WHAT THE TASK REQUIRES ->
Rewrite the part of the rows that starts with the line containing "Expected behaviour: for every instance of the shallow" and runs through the last row, including the request lines. Offset every coordinate in the answers by adding 32.

— BEGIN SUPPLIED INFORMATION —

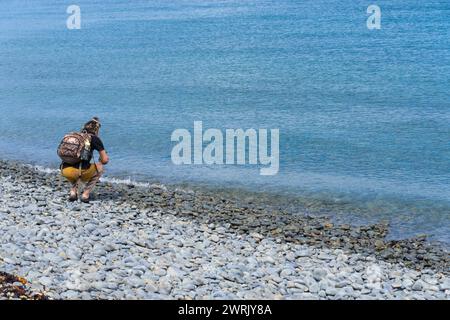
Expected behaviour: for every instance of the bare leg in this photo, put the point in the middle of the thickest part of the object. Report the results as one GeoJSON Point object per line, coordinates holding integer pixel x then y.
{"type": "Point", "coordinates": [74, 191]}
{"type": "Point", "coordinates": [91, 184]}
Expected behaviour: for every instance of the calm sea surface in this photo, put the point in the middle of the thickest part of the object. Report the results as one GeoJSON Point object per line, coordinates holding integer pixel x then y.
{"type": "Point", "coordinates": [364, 115]}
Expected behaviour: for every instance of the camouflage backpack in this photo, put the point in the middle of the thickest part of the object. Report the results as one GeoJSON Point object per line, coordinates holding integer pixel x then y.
{"type": "Point", "coordinates": [75, 147]}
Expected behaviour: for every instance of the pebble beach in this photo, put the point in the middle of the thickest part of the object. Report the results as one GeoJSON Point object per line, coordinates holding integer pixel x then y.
{"type": "Point", "coordinates": [167, 242]}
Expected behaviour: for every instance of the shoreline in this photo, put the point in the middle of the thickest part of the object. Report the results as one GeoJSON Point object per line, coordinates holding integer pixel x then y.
{"type": "Point", "coordinates": [163, 242]}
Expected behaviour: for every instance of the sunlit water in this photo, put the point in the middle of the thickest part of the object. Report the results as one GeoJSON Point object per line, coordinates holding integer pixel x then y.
{"type": "Point", "coordinates": [364, 116]}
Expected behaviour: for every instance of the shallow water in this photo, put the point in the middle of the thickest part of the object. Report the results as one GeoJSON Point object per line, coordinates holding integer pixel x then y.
{"type": "Point", "coordinates": [363, 115]}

— END SUPPLIED INFORMATION —

COMPLETE OUTPUT ->
Expected behaviour: for every instance of the shallow water in this photo, put the point in the middle of the thickest part of the object. Report the results as one GeoJSON Point object per line, coordinates holding integer pixel x then y.
{"type": "Point", "coordinates": [395, 147]}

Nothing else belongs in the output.